• Quoted passage:
== Segment start ==

Popular Trust Me Quotes
Conner: You need to get this boat.
Mason: I can't afford it.
Conner: Be a good American and finance it.
Conner: What would Jesus do?
Mason: Christ?
Conner: Our lord. He'd embrace his destiny. He'd buy something: watch, new shoes, which he might wear on his new boat.
Mason: Why would Jesus need a watch?
Conner: He's got a lot of time zones to cover.
I'm kind of like this whole package of awesome. Art Director, not afraid to write my own stuff. You put me with the right partner and I could sell venereal disease to nuns
Chip
Mason [about giving a speech about Stu]: I can't think of anything nice to say. Stu hated me.
Conner: I wouldn't lead with that.
Mason: Is there some rule that talented writers have to be self-absorbed pains in the ass?
Conner [not paying attention]: I'm sorry. What?
You want to take credit for Stu's work? That's very Stu of you.
Conner
Conner: We need to switch shirts.
Mason: Do we?

== Segment end ==

• Exercise requirements:
1. List every line that the page of quotes from Trust Me attributes to Mason with a "Mason:" label.
2. Extend the page of Trust Me quotes past its final line with a few more lines in the same format.

• Data:
== Segment start ==

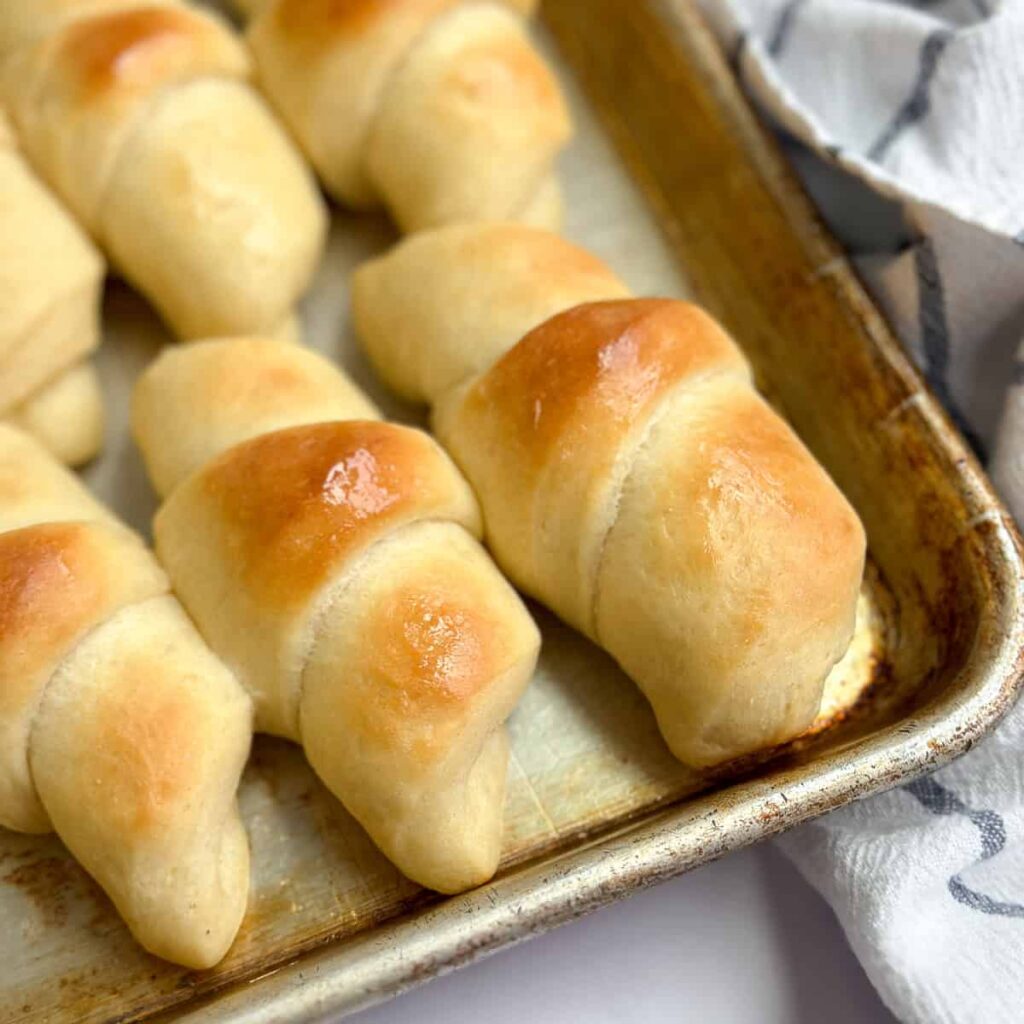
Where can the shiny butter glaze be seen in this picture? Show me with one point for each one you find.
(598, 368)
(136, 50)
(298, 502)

== Segment end ==
== Segment start ==

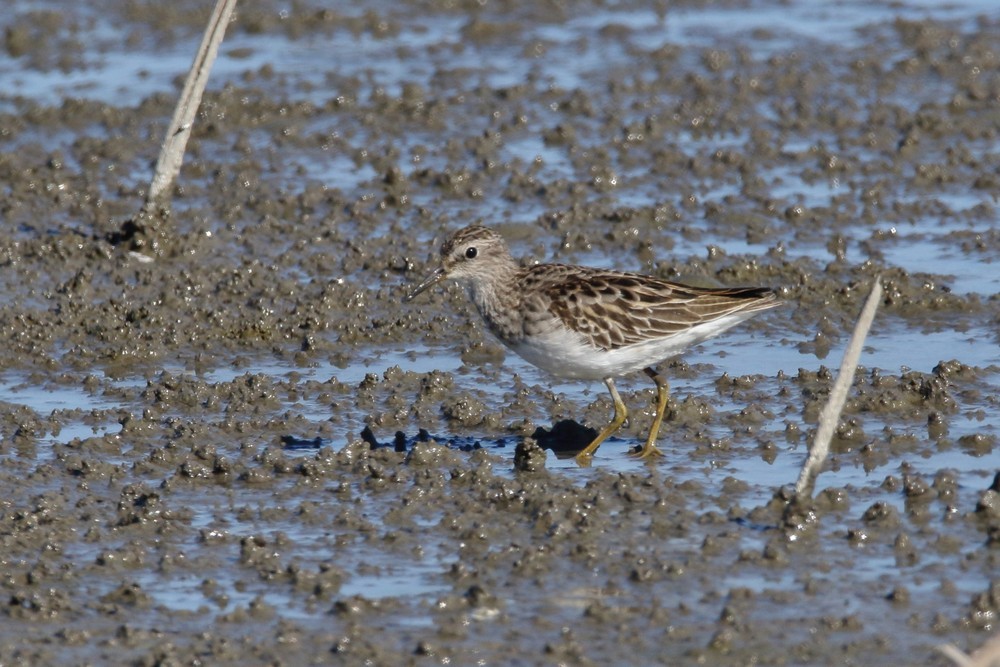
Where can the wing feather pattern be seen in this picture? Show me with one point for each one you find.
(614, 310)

== Segment end ==
== Segment start ==

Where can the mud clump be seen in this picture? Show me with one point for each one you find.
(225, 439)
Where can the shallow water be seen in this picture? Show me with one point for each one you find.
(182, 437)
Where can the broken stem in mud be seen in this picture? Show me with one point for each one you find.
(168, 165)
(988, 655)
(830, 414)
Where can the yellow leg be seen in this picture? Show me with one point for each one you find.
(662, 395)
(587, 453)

== Segment end ==

• Answers for this exercise:
1.
1. I can't afford it.
2. Christ?
3. Why would Jesus need a watch?
4. I can't think of anything nice to say. Stu hated me.
5. Is there some rule that talented writers have to be self-absorbed pains in the ass?
6. Do we?

2.
Conner: Yes. We have to switch shirts. I'm having lunch with Carrie and I just realized how much more awesome I would look in that shirt. Switch shirts.
Mason: We're not switching shirts.
Conner: Gotta switch shirts. The ol' switcheroo. Yours is burgundy. I look great in burgundy. It's more restauranty. Switch shirts
Oh big surprise, I mean the day after an awards show Denise becomes obsessed about winning awards. It's like sun spot activity, Mason. Denise flares up, it interferes with TV reception, but it'll pass.
Tony
Ok, am I the only woman in American who doesn't share this bizarre fantasy of having a man wash my hair
Sarah
Mason: How do you decide what shoes to buy?
Haley: I don't know. I just do it.
Mason: You 'just do it." Now, where have i heard that before?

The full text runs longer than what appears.